> **Dataset rows**
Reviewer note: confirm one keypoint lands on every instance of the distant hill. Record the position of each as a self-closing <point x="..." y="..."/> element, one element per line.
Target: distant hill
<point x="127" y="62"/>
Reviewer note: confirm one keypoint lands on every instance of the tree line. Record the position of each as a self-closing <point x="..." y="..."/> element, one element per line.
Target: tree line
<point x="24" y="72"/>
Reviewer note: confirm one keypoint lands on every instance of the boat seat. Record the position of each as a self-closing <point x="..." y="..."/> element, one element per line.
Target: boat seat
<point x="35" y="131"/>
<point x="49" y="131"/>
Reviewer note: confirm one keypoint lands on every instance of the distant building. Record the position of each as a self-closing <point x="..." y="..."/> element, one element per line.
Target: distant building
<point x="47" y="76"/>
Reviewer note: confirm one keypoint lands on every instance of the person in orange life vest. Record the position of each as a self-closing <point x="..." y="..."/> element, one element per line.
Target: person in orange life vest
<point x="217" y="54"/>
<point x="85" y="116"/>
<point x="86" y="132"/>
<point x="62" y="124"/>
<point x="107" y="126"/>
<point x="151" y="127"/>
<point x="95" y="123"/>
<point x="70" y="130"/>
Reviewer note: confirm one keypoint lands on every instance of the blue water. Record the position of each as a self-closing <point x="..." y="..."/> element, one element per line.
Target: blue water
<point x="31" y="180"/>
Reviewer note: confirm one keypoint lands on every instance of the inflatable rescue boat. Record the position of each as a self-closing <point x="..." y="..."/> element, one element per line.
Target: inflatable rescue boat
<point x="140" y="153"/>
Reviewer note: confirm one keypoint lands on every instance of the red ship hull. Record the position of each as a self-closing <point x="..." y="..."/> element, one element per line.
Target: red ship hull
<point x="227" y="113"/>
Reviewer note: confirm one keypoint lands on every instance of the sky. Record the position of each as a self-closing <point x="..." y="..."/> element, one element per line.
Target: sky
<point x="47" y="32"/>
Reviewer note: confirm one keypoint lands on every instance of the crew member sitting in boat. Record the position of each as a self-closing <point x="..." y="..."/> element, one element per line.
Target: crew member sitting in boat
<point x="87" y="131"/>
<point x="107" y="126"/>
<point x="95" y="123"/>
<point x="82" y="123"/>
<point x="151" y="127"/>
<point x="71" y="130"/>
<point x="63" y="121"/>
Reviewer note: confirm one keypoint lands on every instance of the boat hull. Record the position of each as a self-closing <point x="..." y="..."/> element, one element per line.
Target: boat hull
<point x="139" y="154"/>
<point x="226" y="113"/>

> **To do**
Present all the lines above as a Markdown table with two columns, Number and Line, putting one line in each row and leaving out any blank lines.

> **Completed task**
| Number | Line |
|---|---|
| 1 | Reviewer note: confirm one keypoint lands on every instance of the distant hill. Record the position of each as a self-closing <point x="..." y="..."/> element, one element per line. |
| 2 | Target: distant hill |
| 3 | <point x="127" y="62"/> |
| 4 | Reviewer note: confirm one keypoint lands on every instance of the tree line. Record the position of each as a self-closing <point x="..." y="..."/> element, one element per line. |
| 5 | Target: tree line |
| 6 | <point x="24" y="72"/> |
| 7 | Reviewer note: confirm one keypoint lands on every instance of the boat seat. Record the position of each as a self-closing <point x="..." y="..."/> element, one element per line. |
| 8 | Target: boat seat |
| 9 | <point x="35" y="131"/> |
| 10 | <point x="49" y="131"/> |
| 11 | Reviewer note: confirm one keypoint lands on every instance of the distant building. Record the position of each as a self-closing <point x="..." y="..."/> element, one element per line. |
| 12 | Target: distant building |
| 13 | <point x="47" y="76"/> |
| 14 | Reviewer note: confirm one keypoint lands on every instance of the person in orange life vest. Record the position of each as a self-closing <point x="..." y="..."/> element, one element per line. |
| 15 | Target: person in orange life vest |
| 16 | <point x="217" y="54"/> |
| 17 | <point x="85" y="116"/> |
| 18 | <point x="86" y="132"/> |
| 19 | <point x="62" y="124"/> |
| 20 | <point x="107" y="126"/> |
| 21 | <point x="151" y="127"/> |
| 22 | <point x="95" y="123"/> |
| 23 | <point x="70" y="130"/> |
| 24 | Reviewer note: confirm one keypoint lands on every instance of the blue water. Record the position of each as a self-closing <point x="..." y="..."/> element, one element per line. |
| 25 | Target: blue water |
| 26 | <point x="31" y="180"/> |
| 27 | Reviewer note: confirm one keypoint lands on every instance of the inflatable rescue boat. Record the position of each as a self-closing <point x="..." y="..."/> element, one element per line. |
| 28 | Target: inflatable rescue boat |
| 29 | <point x="140" y="153"/> |
| 30 | Reviewer note: confirm one keypoint lands on every instance of the red ship hull. Record the position of each as a self-closing <point x="..." y="..."/> element, one element per line. |
| 31 | Target: red ship hull |
| 32 | <point x="227" y="113"/> |
| 33 | Reviewer note: confirm one keypoint lands on every instance of the sky. Record the position of each as a self-closing <point x="..." y="..."/> element, one element per line. |
| 34 | Target: sky |
| 35 | <point x="47" y="32"/> |
| 36 | Reviewer note: confirm one keypoint lands on every instance of the crew member sitting in boat. Record the position of each as a self-closing <point x="..." y="..."/> element, one element per line. |
| 37 | Target: crew member sitting in boat |
| 38 | <point x="87" y="131"/> |
| 39 | <point x="107" y="126"/> |
| 40 | <point x="95" y="123"/> |
| 41 | <point x="82" y="123"/> |
| 42 | <point x="151" y="127"/> |
| 43 | <point x="71" y="130"/> |
| 44 | <point x="63" y="121"/> |
| 45 | Reviewer note: confirm one keypoint lands on every instance of the boat hull. Record the position of each as a self-closing <point x="..." y="..."/> element, one element per line. |
| 46 | Target: boat hull |
| 47 | <point x="139" y="154"/> |
| 48 | <point x="226" y="113"/> |